--- Goal ---
Exactly reproduce the lines from the line that has "of the utility" down to the last line of the entries, inclusive.
+++ Dataset rows +++
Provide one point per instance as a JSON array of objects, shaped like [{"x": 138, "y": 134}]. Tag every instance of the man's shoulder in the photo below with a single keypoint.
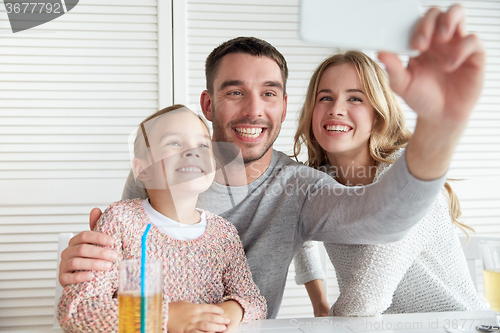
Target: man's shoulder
[{"x": 291, "y": 168}]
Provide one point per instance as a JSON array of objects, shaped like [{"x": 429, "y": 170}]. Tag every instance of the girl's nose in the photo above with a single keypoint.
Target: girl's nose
[{"x": 191, "y": 153}]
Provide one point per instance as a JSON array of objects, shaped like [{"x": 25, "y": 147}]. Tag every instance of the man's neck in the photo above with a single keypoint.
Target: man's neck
[{"x": 238, "y": 173}]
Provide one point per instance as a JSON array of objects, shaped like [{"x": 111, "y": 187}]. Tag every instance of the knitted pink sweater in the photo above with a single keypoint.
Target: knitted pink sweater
[{"x": 208, "y": 270}]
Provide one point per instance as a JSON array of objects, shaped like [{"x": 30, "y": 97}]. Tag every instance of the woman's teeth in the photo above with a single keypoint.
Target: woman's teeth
[
  {"x": 337, "y": 128},
  {"x": 249, "y": 132}
]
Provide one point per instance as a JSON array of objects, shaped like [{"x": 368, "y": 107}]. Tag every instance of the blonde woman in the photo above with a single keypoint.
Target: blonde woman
[{"x": 354, "y": 129}]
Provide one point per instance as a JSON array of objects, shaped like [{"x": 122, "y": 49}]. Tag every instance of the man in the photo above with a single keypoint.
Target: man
[{"x": 279, "y": 204}]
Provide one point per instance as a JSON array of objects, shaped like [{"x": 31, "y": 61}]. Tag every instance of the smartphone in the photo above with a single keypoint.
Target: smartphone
[{"x": 379, "y": 25}]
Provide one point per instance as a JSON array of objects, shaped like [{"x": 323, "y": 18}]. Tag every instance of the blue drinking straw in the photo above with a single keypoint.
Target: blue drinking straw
[{"x": 143, "y": 279}]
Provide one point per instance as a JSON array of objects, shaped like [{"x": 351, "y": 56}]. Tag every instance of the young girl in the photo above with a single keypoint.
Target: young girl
[
  {"x": 354, "y": 129},
  {"x": 204, "y": 262}
]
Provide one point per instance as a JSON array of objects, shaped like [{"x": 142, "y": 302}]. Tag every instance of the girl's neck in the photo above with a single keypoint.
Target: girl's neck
[
  {"x": 354, "y": 168},
  {"x": 180, "y": 208}
]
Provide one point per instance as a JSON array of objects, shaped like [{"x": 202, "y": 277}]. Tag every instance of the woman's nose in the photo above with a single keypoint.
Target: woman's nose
[{"x": 337, "y": 110}]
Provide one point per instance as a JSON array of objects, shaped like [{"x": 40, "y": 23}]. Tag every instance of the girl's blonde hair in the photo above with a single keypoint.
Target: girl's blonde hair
[
  {"x": 141, "y": 143},
  {"x": 389, "y": 132}
]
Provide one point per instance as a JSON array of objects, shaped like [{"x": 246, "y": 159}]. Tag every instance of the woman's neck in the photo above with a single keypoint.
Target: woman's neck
[
  {"x": 178, "y": 207},
  {"x": 353, "y": 168}
]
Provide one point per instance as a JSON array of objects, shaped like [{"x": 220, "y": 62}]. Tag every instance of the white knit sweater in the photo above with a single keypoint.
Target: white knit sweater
[{"x": 425, "y": 272}]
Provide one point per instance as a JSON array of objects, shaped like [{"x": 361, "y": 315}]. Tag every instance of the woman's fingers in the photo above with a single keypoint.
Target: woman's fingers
[
  {"x": 468, "y": 49},
  {"x": 399, "y": 76},
  {"x": 91, "y": 237},
  {"x": 422, "y": 36}
]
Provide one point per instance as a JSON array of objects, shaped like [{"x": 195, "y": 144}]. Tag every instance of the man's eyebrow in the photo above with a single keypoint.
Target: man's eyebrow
[
  {"x": 273, "y": 84},
  {"x": 228, "y": 83},
  {"x": 328, "y": 91},
  {"x": 355, "y": 90}
]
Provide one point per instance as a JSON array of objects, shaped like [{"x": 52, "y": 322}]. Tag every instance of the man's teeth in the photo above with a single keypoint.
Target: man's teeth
[
  {"x": 190, "y": 169},
  {"x": 249, "y": 132},
  {"x": 337, "y": 128}
]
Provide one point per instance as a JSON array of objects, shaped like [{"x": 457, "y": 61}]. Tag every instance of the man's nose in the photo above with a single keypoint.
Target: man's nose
[{"x": 253, "y": 107}]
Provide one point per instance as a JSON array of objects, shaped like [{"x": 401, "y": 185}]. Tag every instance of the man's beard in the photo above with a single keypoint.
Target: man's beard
[{"x": 219, "y": 133}]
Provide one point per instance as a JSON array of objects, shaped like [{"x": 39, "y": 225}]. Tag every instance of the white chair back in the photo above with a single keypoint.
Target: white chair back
[
  {"x": 62, "y": 244},
  {"x": 472, "y": 253}
]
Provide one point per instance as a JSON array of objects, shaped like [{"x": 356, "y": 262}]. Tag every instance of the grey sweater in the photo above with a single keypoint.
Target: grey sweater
[{"x": 292, "y": 203}]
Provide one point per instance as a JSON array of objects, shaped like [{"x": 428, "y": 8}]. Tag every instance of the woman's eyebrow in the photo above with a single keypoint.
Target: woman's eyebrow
[
  {"x": 355, "y": 90},
  {"x": 328, "y": 91}
]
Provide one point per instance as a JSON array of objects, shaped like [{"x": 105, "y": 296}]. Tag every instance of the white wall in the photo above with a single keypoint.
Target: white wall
[{"x": 71, "y": 90}]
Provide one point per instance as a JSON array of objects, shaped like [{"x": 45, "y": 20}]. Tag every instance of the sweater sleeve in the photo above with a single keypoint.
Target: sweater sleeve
[
  {"x": 307, "y": 264},
  {"x": 368, "y": 288},
  {"x": 238, "y": 283},
  {"x": 93, "y": 306},
  {"x": 382, "y": 212}
]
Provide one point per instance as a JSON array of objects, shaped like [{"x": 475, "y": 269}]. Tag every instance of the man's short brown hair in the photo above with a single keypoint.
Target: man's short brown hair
[{"x": 250, "y": 45}]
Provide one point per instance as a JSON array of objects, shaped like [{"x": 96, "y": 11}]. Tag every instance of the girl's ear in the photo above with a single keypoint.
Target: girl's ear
[{"x": 139, "y": 167}]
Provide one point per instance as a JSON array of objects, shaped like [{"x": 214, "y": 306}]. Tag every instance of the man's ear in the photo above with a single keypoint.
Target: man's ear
[
  {"x": 139, "y": 168},
  {"x": 285, "y": 103},
  {"x": 206, "y": 104}
]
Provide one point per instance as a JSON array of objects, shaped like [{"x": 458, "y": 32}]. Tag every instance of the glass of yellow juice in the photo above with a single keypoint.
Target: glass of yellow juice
[
  {"x": 129, "y": 296},
  {"x": 490, "y": 251}
]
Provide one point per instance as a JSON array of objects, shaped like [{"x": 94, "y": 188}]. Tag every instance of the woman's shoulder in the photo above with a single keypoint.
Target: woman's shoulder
[{"x": 383, "y": 167}]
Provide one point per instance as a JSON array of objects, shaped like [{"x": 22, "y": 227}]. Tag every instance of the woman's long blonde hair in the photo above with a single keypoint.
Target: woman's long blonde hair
[{"x": 389, "y": 132}]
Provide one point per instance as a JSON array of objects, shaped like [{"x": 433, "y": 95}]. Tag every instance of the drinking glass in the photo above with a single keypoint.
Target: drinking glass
[
  {"x": 129, "y": 296},
  {"x": 491, "y": 270}
]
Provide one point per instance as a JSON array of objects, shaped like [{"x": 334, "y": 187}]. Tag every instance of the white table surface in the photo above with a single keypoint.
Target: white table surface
[{"x": 457, "y": 322}]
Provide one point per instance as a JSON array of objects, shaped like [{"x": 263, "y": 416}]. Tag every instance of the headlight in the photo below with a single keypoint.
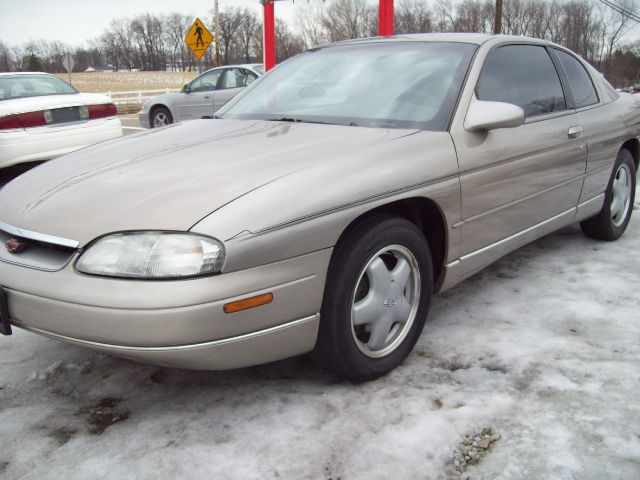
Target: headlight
[{"x": 154, "y": 255}]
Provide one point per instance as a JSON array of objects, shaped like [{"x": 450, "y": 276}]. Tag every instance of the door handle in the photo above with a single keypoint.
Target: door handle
[{"x": 575, "y": 132}]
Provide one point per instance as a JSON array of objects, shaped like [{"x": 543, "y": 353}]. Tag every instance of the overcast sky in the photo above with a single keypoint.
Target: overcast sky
[{"x": 76, "y": 21}]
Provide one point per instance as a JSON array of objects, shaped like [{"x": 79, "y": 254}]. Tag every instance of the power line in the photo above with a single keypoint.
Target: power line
[{"x": 621, "y": 10}]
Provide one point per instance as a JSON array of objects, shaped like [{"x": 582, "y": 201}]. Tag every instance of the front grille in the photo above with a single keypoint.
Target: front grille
[{"x": 41, "y": 252}]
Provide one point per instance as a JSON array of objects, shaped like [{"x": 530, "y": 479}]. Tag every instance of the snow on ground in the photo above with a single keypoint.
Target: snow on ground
[{"x": 543, "y": 346}]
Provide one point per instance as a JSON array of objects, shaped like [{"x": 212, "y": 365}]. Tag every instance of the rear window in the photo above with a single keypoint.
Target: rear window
[
  {"x": 21, "y": 86},
  {"x": 584, "y": 93}
]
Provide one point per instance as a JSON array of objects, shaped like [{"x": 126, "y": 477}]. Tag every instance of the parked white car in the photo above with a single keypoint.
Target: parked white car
[
  {"x": 43, "y": 117},
  {"x": 199, "y": 98}
]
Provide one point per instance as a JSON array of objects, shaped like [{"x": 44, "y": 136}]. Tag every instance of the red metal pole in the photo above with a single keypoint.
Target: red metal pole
[
  {"x": 385, "y": 18},
  {"x": 269, "y": 36}
]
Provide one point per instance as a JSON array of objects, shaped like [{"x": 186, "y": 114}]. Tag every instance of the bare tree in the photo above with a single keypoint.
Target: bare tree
[
  {"x": 413, "y": 16},
  {"x": 346, "y": 19}
]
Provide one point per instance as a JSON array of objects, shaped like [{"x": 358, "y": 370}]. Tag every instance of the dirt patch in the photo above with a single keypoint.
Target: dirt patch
[
  {"x": 470, "y": 451},
  {"x": 159, "y": 376},
  {"x": 103, "y": 414},
  {"x": 63, "y": 435}
]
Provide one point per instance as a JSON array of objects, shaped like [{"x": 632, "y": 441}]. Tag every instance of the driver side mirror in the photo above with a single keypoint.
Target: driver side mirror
[{"x": 491, "y": 115}]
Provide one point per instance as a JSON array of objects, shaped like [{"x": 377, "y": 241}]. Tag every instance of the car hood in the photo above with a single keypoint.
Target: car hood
[
  {"x": 34, "y": 104},
  {"x": 170, "y": 178}
]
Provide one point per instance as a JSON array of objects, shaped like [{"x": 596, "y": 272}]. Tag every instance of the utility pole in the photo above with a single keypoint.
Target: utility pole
[
  {"x": 497, "y": 23},
  {"x": 217, "y": 32}
]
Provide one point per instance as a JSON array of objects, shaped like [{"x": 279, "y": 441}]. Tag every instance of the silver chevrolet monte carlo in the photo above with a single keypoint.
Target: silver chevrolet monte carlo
[{"x": 321, "y": 208}]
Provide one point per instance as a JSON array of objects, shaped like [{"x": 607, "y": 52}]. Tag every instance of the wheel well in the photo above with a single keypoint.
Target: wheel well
[
  {"x": 155, "y": 107},
  {"x": 426, "y": 215},
  {"x": 632, "y": 146}
]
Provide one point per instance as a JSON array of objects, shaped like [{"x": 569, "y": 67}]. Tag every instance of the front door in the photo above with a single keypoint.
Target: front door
[
  {"x": 198, "y": 102},
  {"x": 235, "y": 79},
  {"x": 515, "y": 178}
]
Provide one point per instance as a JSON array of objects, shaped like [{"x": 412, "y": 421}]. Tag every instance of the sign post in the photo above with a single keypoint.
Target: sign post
[
  {"x": 198, "y": 39},
  {"x": 385, "y": 18},
  {"x": 68, "y": 63}
]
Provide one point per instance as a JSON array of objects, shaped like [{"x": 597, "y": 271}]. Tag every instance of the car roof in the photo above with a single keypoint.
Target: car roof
[
  {"x": 474, "y": 38},
  {"x": 4, "y": 74}
]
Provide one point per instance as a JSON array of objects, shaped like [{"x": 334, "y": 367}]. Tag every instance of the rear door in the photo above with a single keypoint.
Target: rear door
+++
--- Result of this task ---
Provide one point per instance as a JSON array of objects, shaped like [{"x": 596, "y": 272}]. Tag every instance of the utility pole in the photo above with a single keypoint.
Target: utility pole
[
  {"x": 497, "y": 23},
  {"x": 217, "y": 32}
]
Provide one point per instance as a JSON array of objects, shaped like [{"x": 279, "y": 441}]. Tag every instance of the silver chevrolet monte carlo in the photo above with a single keypoint.
Target: silver chevrolet monte carlo
[{"x": 321, "y": 208}]
Provide one point per instance as a JSON array of objects, shaped like [{"x": 607, "y": 52}]. Tag every instance of the wheel well in the photo above with a single keypoint.
Target: wheel well
[
  {"x": 155, "y": 107},
  {"x": 426, "y": 215},
  {"x": 632, "y": 146}
]
Provide one point per instance as a JSON array of objects, shaped like [{"x": 569, "y": 67}]. Tag every instance of the front door in the photo above with a single keypoint.
Target: front door
[
  {"x": 198, "y": 102},
  {"x": 235, "y": 79},
  {"x": 515, "y": 178}
]
Provide one point per instance as a JSON array of objects, shaped like [{"x": 412, "y": 421}]. Tag every instance of the sign post in the photo above with a single keypoint.
Target: sign post
[
  {"x": 198, "y": 39},
  {"x": 385, "y": 18},
  {"x": 68, "y": 63}
]
Provide one point per instance as a JSON array of objects, shaped like [{"x": 597, "y": 271}]. Tag every instance of the car roof in the photo above with a single keypoint.
Target: car roof
[
  {"x": 474, "y": 38},
  {"x": 4, "y": 74}
]
Provide one point per instance as a JSON array of objects, shaped like [{"x": 334, "y": 367}]. Tag every instance of the rear door in the photo above with a single keypoint.
Target: rear door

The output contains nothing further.